■ **Exercise requirements**
A - In the question about unzipping gzip data in Python, what error does the posted code produce?
B - Carry on the question about unzipping gzip data in 160-byte chunks from the point where it stops.

■ **Excerpted text**
* begin *

1

I am trying to unzip a gzipped file in Python using the gzip module. The pre-condition is that, I get 160 bytesof data at a time, and I need to unzip it before I request for the next 160 bytes. Partial unzipping is OK, before requesting the next 160 bytes. The code I have is

import gzip
import time
import StringIO

file = open('input_cp.gz', 'rb')
buf = file.read(160)
sio = StringIO.StringIO(buf)
f = gzip.GzipFile(fileobj=sio)
data = f.read()
print data

The error I am getting is IOError: CRC check failed. I am assuming this is cuz it expects the entire gzipped content to be present in buf, whereas I am reading in only 160 bytes at a time. Is there a workaround this??

* end *

■ **Record excerpts**

* begin *

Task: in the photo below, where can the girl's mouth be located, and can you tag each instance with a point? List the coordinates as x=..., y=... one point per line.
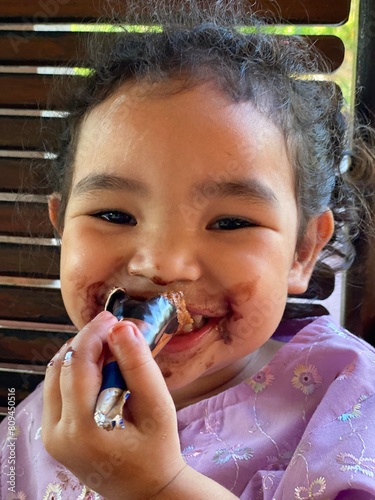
x=187, y=340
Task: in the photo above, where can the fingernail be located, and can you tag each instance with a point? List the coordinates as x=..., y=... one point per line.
x=119, y=330
x=68, y=356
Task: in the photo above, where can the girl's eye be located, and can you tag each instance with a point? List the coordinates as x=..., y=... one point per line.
x=116, y=217
x=231, y=223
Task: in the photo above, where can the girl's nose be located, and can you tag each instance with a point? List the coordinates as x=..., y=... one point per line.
x=164, y=263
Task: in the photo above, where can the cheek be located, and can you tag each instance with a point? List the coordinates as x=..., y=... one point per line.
x=256, y=311
x=84, y=281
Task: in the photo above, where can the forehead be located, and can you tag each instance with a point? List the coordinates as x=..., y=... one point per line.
x=194, y=126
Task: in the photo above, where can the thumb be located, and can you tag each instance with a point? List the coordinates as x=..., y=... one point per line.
x=141, y=373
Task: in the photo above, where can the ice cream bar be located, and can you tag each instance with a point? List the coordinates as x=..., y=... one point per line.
x=158, y=318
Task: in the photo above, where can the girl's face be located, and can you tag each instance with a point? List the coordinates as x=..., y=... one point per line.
x=188, y=191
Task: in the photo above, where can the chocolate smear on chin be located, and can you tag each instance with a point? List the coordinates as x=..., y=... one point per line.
x=159, y=319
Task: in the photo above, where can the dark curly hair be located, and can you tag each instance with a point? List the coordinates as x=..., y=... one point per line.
x=270, y=71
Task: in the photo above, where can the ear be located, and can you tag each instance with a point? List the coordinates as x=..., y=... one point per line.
x=54, y=203
x=318, y=233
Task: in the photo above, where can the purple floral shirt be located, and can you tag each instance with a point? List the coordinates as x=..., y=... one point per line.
x=303, y=427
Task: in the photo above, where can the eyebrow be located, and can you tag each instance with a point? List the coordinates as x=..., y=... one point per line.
x=246, y=189
x=100, y=182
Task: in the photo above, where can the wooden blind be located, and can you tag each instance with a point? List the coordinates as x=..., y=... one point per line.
x=35, y=41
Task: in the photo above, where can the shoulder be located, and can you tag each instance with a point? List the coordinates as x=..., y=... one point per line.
x=337, y=370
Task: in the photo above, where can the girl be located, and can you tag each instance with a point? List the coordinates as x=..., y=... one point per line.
x=196, y=160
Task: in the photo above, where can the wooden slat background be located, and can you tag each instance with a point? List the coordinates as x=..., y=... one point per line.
x=295, y=11
x=33, y=322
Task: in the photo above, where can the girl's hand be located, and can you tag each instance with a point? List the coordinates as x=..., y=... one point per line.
x=138, y=462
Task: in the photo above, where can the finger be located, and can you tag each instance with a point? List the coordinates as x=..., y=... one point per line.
x=52, y=403
x=80, y=377
x=142, y=375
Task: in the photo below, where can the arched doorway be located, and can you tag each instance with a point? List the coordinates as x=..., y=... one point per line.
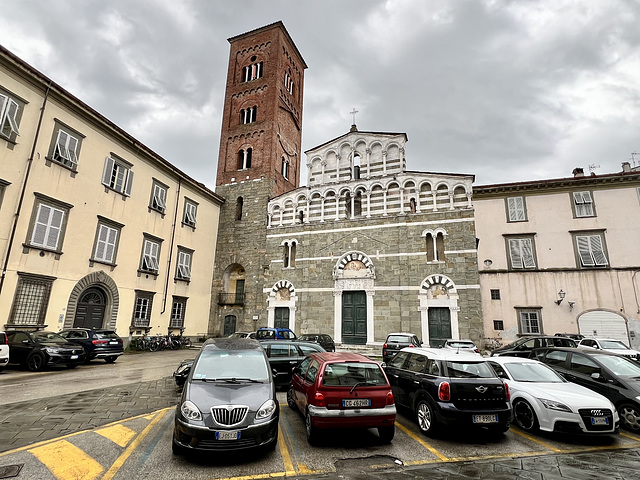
x=90, y=309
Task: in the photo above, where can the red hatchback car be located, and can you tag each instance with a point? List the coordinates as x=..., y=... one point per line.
x=342, y=390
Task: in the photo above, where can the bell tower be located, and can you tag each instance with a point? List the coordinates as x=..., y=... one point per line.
x=262, y=117
x=260, y=147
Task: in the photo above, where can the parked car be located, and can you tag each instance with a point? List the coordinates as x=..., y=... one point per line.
x=614, y=376
x=461, y=345
x=4, y=350
x=523, y=346
x=342, y=390
x=609, y=345
x=543, y=400
x=396, y=342
x=37, y=350
x=228, y=401
x=444, y=387
x=99, y=343
x=273, y=333
x=323, y=339
x=243, y=335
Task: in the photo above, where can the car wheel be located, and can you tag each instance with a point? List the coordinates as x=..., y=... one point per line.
x=35, y=362
x=525, y=416
x=426, y=418
x=386, y=433
x=312, y=432
x=290, y=401
x=629, y=416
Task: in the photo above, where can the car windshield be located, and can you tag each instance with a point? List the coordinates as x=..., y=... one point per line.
x=613, y=345
x=399, y=339
x=47, y=337
x=228, y=365
x=349, y=374
x=470, y=369
x=532, y=372
x=619, y=365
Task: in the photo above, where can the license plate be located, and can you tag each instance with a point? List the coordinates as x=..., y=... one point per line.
x=485, y=419
x=234, y=435
x=356, y=402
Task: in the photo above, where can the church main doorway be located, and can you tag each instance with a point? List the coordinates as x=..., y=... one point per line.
x=439, y=326
x=354, y=317
x=90, y=309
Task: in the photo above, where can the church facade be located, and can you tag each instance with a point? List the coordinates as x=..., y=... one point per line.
x=366, y=248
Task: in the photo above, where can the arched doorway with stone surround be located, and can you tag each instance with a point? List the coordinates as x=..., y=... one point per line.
x=354, y=282
x=86, y=292
x=281, y=305
x=438, y=310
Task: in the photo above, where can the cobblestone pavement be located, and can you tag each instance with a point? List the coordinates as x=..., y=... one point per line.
x=24, y=423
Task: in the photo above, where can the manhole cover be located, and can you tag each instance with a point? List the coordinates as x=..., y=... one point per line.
x=9, y=471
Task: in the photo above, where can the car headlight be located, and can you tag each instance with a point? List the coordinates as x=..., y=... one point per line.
x=266, y=410
x=190, y=411
x=553, y=405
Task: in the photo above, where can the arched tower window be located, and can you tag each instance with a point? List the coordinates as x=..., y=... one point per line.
x=239, y=205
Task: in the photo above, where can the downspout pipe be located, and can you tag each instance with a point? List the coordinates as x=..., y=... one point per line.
x=16, y=216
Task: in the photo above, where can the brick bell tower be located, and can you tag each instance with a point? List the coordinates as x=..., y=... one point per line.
x=260, y=150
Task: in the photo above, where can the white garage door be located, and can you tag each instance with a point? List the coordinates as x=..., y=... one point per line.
x=600, y=324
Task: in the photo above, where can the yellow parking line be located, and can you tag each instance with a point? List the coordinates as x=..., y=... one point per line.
x=421, y=442
x=118, y=434
x=76, y=464
x=134, y=444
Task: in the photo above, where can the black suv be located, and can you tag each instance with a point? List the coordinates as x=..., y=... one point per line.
x=611, y=375
x=323, y=339
x=449, y=388
x=105, y=344
x=396, y=342
x=228, y=401
x=523, y=346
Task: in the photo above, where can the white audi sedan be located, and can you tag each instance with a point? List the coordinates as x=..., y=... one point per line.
x=542, y=400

* end *

■ **Exercise answers**
A - IOError: CRC check failed

B -
Thanks

Ayman Hourieh
  • 132,184
  • 23
  • 144
  • 116
user210126
  • 103
  • 1
  • 1
  • 5
  • Related question: http://stackoverflow.com/questions/339053/how-do-you-unzip-very-large-files-in-python – jfs Nov 14 '09 at 00:25

1 Answers1

4

Create your own class with a read() method (and whatever else GzipFile needs from fileobj, like close and seek) and pass it to GzipFile. Something like:

class MyBuffer(object):
  def __init__(self, input_file):
    self.input_file = input_file

  def read(self, size=-1):
    if size < 0:
      size = 160
    return self.input_file.read(min(160, size))

Then use it like:

file = open('input_cp.gz', 'rb')
mybuf = MyBuffer(file)
f = gzip.GzipFile(fileobj=mybuf)
data = f.read()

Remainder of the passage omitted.